> _INPUT MATERIAL_:
========

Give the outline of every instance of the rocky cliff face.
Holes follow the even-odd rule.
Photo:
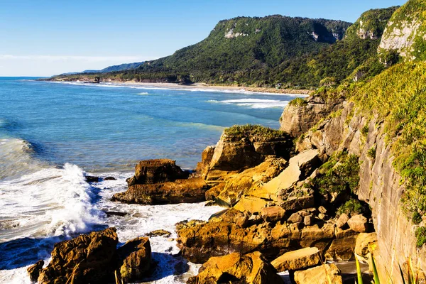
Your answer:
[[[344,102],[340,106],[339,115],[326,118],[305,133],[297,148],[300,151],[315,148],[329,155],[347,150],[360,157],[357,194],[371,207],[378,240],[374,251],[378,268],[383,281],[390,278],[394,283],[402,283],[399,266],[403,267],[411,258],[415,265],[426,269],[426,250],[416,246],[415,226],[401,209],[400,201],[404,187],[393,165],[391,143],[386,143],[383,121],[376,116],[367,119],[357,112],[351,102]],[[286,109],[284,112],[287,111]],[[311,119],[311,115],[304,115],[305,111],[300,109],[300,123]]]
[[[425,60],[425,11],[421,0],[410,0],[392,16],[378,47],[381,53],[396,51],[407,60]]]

========

> _WORK REQUIRED_:
Turn every line of the records above into a numbered list, skipping blank lines and leaving the pictures out.

> _FULL SOLUTION_:
1. Give the outline of every instance of the rocky cliff face.
2. Holes follow the even-odd rule.
3. Photo:
4. Your answer:
5. [[[344,102],[340,106],[339,115],[326,118],[305,133],[297,148],[300,151],[315,148],[329,155],[347,150],[360,157],[357,194],[371,207],[378,240],[374,251],[378,268],[383,281],[390,278],[394,283],[402,283],[399,266],[403,267],[411,258],[415,265],[426,269],[426,250],[416,246],[415,226],[401,209],[400,201],[404,187],[393,165],[391,143],[386,143],[383,121],[376,116],[367,119],[357,112],[351,102]],[[286,109],[284,112],[287,111]],[[311,119],[311,115],[304,115],[305,111],[300,109],[300,123]]]
6. [[[425,60],[425,11],[421,0],[410,0],[392,16],[378,47],[381,53],[396,51],[407,60]]]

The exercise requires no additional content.